EXERCISE:
The records below are to be output exactly, except for their pictures.

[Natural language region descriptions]

══════

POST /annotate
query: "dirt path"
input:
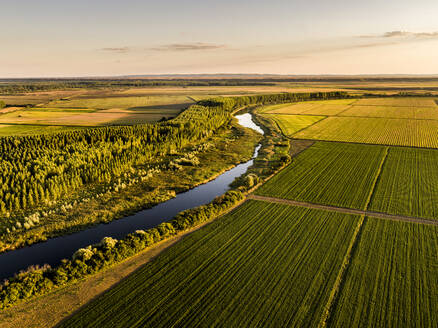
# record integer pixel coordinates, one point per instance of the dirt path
(344, 210)
(50, 309)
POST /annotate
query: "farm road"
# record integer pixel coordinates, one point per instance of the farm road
(344, 210)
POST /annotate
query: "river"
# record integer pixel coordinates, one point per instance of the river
(55, 249)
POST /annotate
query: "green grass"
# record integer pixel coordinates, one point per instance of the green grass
(392, 280)
(17, 130)
(392, 112)
(262, 265)
(329, 173)
(408, 184)
(133, 102)
(290, 124)
(386, 131)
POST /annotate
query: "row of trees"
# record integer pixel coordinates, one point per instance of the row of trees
(43, 168)
(86, 261)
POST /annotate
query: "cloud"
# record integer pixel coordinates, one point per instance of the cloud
(188, 47)
(118, 50)
(402, 35)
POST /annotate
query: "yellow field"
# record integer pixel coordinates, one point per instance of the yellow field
(392, 112)
(397, 132)
(409, 102)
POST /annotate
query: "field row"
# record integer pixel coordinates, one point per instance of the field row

══════

ANSWER TO THIS TASK:
POST /annotate
query: "dirt path"
input:
# record integer pixel coordinates, one point per instance of the dirt path
(344, 210)
(50, 309)
POST /annotate
query: "farm road"
# record integer pixel coordinates, one point per instance of the farm road
(344, 210)
POST /annotate
query: "river"
# record integer pixel coordinates, one point per instance of the river
(55, 249)
POST /annotate
query: "green grass"
# record integer pixel coordinates, one point per instance of the green grass
(392, 280)
(17, 130)
(392, 112)
(262, 265)
(329, 173)
(408, 184)
(133, 102)
(290, 124)
(386, 131)
POST /annotate
query: "row of trees"
# record integer pixel coordinates, one point per instance of the row of trees
(43, 168)
(86, 261)
POST /annotate
query: "cloud"
# record integer pixel coordinates, one point per instance of the cloud
(188, 47)
(118, 50)
(402, 35)
POST /annotate
query: "yellow field"
# record integer pixel coordinates, one point per instance of the yellow field
(392, 112)
(397, 132)
(409, 102)
POST /annotate
query: "field row"
# record integer pixel coordinates, one point per instance of the field row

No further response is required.